DATASET ENTRIES:
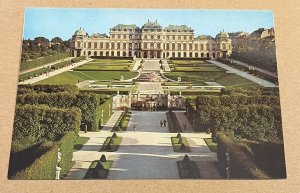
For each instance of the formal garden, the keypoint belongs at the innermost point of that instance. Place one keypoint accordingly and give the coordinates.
(246, 125)
(47, 121)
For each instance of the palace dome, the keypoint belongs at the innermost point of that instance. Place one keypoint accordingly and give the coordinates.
(151, 25)
(80, 32)
(222, 34)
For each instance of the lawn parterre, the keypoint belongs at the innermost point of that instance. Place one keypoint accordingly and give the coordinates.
(73, 77)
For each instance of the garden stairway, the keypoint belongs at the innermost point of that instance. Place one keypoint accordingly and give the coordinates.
(90, 151)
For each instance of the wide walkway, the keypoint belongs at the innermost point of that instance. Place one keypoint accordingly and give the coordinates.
(146, 153)
(89, 152)
(56, 72)
(246, 75)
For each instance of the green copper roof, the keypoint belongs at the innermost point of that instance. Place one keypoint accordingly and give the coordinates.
(178, 28)
(203, 37)
(80, 32)
(123, 26)
(151, 25)
(222, 34)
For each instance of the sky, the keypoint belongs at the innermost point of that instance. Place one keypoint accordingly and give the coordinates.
(53, 22)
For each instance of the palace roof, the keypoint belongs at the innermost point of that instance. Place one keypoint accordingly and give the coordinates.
(179, 28)
(80, 32)
(127, 27)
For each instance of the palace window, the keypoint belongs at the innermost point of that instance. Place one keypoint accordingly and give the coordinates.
(152, 45)
(196, 47)
(201, 47)
(224, 46)
(158, 45)
(173, 46)
(167, 46)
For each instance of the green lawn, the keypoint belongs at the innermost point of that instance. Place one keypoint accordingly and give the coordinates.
(223, 78)
(211, 145)
(80, 142)
(72, 77)
(176, 145)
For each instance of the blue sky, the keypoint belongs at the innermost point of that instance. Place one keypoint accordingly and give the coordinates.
(52, 22)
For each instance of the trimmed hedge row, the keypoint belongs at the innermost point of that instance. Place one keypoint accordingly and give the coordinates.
(250, 114)
(95, 110)
(42, 122)
(32, 74)
(43, 168)
(28, 88)
(44, 60)
(61, 65)
(44, 165)
(241, 165)
(66, 145)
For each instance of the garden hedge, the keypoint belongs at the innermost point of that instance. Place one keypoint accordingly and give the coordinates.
(42, 122)
(241, 165)
(43, 168)
(41, 61)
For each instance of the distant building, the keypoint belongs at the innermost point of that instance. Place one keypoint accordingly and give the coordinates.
(151, 41)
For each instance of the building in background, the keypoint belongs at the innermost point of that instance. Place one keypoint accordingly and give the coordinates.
(151, 41)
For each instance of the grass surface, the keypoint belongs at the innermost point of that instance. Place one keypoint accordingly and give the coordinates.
(80, 142)
(211, 145)
(115, 146)
(176, 145)
(72, 77)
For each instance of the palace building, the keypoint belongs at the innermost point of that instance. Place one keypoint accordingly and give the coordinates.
(151, 41)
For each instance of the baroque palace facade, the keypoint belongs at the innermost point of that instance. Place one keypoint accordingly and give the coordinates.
(151, 41)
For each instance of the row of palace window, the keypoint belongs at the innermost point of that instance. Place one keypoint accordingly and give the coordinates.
(152, 37)
(167, 46)
(173, 54)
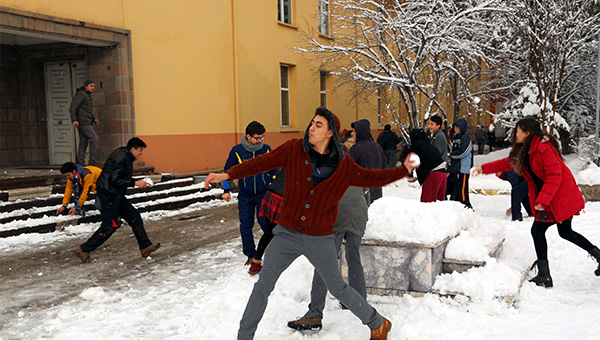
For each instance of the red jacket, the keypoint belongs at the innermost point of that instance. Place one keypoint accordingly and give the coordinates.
(306, 208)
(560, 193)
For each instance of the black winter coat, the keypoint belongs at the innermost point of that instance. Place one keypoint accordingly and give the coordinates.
(367, 153)
(430, 158)
(117, 172)
(388, 140)
(81, 108)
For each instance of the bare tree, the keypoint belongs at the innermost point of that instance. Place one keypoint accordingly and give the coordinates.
(412, 52)
(554, 34)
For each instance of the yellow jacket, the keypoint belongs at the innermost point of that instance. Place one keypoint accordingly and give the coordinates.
(87, 179)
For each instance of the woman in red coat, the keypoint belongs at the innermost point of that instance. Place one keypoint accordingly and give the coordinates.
(553, 192)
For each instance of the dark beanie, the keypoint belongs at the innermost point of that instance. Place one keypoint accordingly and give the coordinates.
(334, 125)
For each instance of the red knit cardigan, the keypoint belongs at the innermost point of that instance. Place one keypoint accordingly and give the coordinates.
(560, 193)
(307, 208)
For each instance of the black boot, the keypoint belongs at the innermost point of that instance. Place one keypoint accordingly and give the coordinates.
(596, 254)
(543, 278)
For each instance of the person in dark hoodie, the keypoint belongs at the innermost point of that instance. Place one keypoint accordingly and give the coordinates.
(367, 153)
(431, 174)
(252, 188)
(317, 174)
(461, 161)
(83, 119)
(350, 226)
(389, 141)
(111, 187)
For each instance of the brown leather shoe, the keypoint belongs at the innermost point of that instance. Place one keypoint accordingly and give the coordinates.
(381, 332)
(304, 323)
(85, 257)
(255, 267)
(149, 250)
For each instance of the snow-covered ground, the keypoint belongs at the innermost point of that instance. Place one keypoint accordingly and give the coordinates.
(202, 294)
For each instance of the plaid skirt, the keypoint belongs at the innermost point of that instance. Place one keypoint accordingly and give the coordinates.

STATED PROBLEM: Reproduce, without any changes, the stretch of lines above from the one containing "For each instance of the snow-covered" through the final line of the records, including both ends.

THE OUTPUT:
For each instance of the snow-covered ground, the keypoint belongs at the innermost point of that instance. Place one keypoint accordingly and give the coordinates.
(202, 294)
For each instance of the plaid skirt, the keypoint belongs at the innermost point of that instance. Place one keypoint accordingly and give the coordinates.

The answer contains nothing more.